# [Given text]
Some versions of mapping patterns, templates and software are available for free (as in community releases or express versions) or versions made available on a fixed-term or use-oriented trial basis.
Another facet that must be taken into account, moving forward, is the rise of Textual Analysis. There are Textual ETL tools on the market, but as yet there has not been much by way of Textual Analysis and Textual ETL architectural patterns.
Data cleansing patterns
IBM and Pitney Bowes have spent time and effort on building up knowledge and experience of data cleansing patterns, not only in Data Warehousing but also in the broader area of data integration.
IBM described data cleansing patterns in these terms:
“The data cleansing pattern specifies rules for data standardization, matching, and survivorship that enforce consistency and quality on the data it is applied against. The data cleansing pattern validates the data (whether persistent or transient) against the cleansing rules and then applies changes to enforce consistency and quality… This pattern specification helps you, as a data or application architect, to make informed architectural decisions and to improve decision guidelines.” Source: http://www.ibm.com/developerworks/library/ws-soa-infoserv3/
Typically the recycling of data cleansing patterns is achieved through the delineation of cleansing rules that can be applied at the field, record and data object level through a service, stream or through a batch process for data. The bulk of which should ideally occur before and not during the transformation steps. The second area of pattern usage is the reuse of these rules in an OLTP/operational environment for the execution of the cleansing rules.
Data transformation patterns – EDW
What I want to focus on briefly here are transformation pattern types and transformation rule patterns.
There are many formalized architectural patterns for theoretical source to target transformation, however, they are generally not available as plug, modify and play patterns and tend to be untested approaches to unstated or exotic requirements.
As mentioned previously, some of the major ETL (and Data Integration) software vendors do provide generic sets of patterns for data transformation.
Data loading patterns – EDW
EDW data patterns cover a wealth of pattern areas, including related to full and partial loads; stereotyping and partitioning; parallelism; replication: change data capture/recapture; data ageing and archiving; historicity; categorization and classification, etc. They will also encompass patterns used to connectivity; security; logging; fail-safe or fail-soft recovery; management metadata collection; and, auditing.

# [Supplied data]

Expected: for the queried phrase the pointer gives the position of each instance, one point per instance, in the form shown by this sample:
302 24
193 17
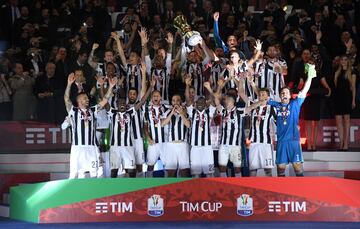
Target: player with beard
232 121
160 68
153 131
123 123
231 43
288 136
261 155
84 155
177 148
217 67
195 67
132 66
271 71
201 154
190 93
238 68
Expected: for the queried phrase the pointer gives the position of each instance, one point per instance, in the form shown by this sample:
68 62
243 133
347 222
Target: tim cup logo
155 206
245 205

# [Problem to work on]
Print the passage from the text on data warehousing patterns from "Data transformation patterns" up to and including "for data transformation.", without changing a word.

# [Reply to the task]
Data transformation patterns – EDW
What I want to focus on briefly here are transformation pattern types and transformation rule patterns.
There are many formalized architectural patterns for theoretical source to target transformation, however, they are generally not available as plug, modify and play patterns and tend to be untested approaches to unstated or exotic requirements.
As mentioned previously, some of the major ETL (and Data Integration) software vendors do provide generic sets of patterns for data transformation.